[Work instruction 1] From the article on Usain Bolt below, copy the part that opens with the words containing "Bolt still the" and closes with "support Johnson's theory.".
[Work instruction 2]
Decide whether each statement agrees with the article on Usain Bolt below, and answer yes or no, quoting the words of the article that settle it:
(a) Bolt set his 9.72-second world record at the Reebok Track Classic in New York City.
(b) Ato Boldon won the silver medal in the 1996 Olympic 200-meter final.
(c) Tyson Gay finished the May 31 race in 9.85 seconds.
[Work instruction 3]
Answer these questions using the article on Usain Bolt below:
(a) How old is Bolt?
(b) Whom does Michael Johnson manage?
(c) What time is the closest any runner has come to Johnson's 200-meter record?

[Excerpt provided]
• • • • • • •

Bolt still the favorite in Beijing, but history says anything can happen
EUGENE, Ore -- On Saturday morning, no less an authority on track and field than Michael Johnson conceded the future of the 100- and 200-meter races to 21-year-old Jamaican Usain Bolt. There is evidence to support Johnson's theory.
Bolt, a world-class 200-meter runner since he was a teenager, stunned the track and field world this spring by dropping down to the more glamorous 100 meters and dropping a world record 9.72 seconds on reigning world champion Tyson Gay at the Reebok Track Classic in New York City on May 31. It was, indeed, a stunning moment. The six-foot-five Bolt beat Gay like he was a child. And he beat the rest of a good international field event worse. Gay ran a very fast 9.85 seconds and looked like he was running a different race from Bolt.
Gay accepted his defeat graciously -- in the same manner as he does most things -- and went back to work. Here Johnson suggested that Gay is working for silver medals.
"I'm Tyson, I just hope for the best for myself, and hope for the worst for Bolt,'' said Johnson, speaking to reporters after a press conference for reigning Olympic 400-meter champion Jeremy Wariner, whom Johnson manages. "It's just ridiculous the way Bolt is running, and as a competitor I would have to acknowledge that.''
Johnson holds one of the most venerable world records in track and field, his insane 19.32 seconds for the 200 meters in the 1996 Olympic final. At the time bronze medalist Ato Boldon of Trinidad and Tobago said that he did not expect to the see record broken in his lifetime and Boldon was then 22 years old. The closest any runner has come to Johnson's mark is Gay's 19.62 (into a slight wind, impressive) at last year's USA Track and Field national championships.

• • • • • • •

[Given records]

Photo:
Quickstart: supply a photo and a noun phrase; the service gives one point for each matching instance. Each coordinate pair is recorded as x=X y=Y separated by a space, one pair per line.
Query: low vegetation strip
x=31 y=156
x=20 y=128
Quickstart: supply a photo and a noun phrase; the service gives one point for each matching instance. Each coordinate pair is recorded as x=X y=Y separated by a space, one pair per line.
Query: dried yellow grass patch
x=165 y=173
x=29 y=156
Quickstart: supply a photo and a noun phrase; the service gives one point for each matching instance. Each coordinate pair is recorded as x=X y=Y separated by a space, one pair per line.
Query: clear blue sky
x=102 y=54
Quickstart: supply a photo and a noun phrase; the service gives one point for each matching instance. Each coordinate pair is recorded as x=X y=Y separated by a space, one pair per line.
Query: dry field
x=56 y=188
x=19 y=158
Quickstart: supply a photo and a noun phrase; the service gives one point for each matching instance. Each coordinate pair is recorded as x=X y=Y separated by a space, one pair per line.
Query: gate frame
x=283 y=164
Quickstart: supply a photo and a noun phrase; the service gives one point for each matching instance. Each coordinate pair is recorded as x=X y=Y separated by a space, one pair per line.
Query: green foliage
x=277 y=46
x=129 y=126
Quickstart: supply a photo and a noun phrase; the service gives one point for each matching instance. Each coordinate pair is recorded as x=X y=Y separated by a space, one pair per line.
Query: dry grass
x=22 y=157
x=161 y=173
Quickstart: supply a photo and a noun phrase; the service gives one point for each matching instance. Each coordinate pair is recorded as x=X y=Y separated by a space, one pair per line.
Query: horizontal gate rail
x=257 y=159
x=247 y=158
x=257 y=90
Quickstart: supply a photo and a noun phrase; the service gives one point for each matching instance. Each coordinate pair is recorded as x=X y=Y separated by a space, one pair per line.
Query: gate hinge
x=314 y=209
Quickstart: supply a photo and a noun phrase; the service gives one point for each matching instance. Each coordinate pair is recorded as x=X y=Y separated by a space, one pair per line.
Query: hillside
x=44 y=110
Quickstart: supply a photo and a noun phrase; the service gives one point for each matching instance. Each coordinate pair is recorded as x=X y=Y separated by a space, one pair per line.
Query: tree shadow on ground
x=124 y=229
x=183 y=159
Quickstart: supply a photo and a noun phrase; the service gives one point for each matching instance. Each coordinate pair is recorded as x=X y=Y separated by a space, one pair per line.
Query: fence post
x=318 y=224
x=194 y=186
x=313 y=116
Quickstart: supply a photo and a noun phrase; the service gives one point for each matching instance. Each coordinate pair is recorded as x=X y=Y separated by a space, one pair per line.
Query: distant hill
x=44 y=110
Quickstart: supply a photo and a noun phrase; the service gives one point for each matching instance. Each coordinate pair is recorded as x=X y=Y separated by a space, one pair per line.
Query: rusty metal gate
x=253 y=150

• • • • • • •

[Response area 1]
Bolt still the favorite in Beijing, but history says anything can happen
EUGENE, Ore -- On Saturday morning, no less an authority on track and field than Michael Johnson conceded the future of the 100- and 200-meter races to 21-year-old Jamaican Usain Bolt. There is evidence to support Johnson's theory.

[Response area 2]
(a) Yes: "dropping a world record 9.72 seconds on reigning world champion Tyson Gay at the Reebok Track Classic in New York City on May 31"
(b) No: "bronze medalist Ato Boldon of Trinidad and Tobago"
(c) Yes: "Gay ran a very fast 9.85 seconds"

[Response area 3]
(a) 21 years old
(b) Jeremy Wariner, the reigning Olympic 400-meter champion
(c) 19.62 seconds, run by Tyson Gay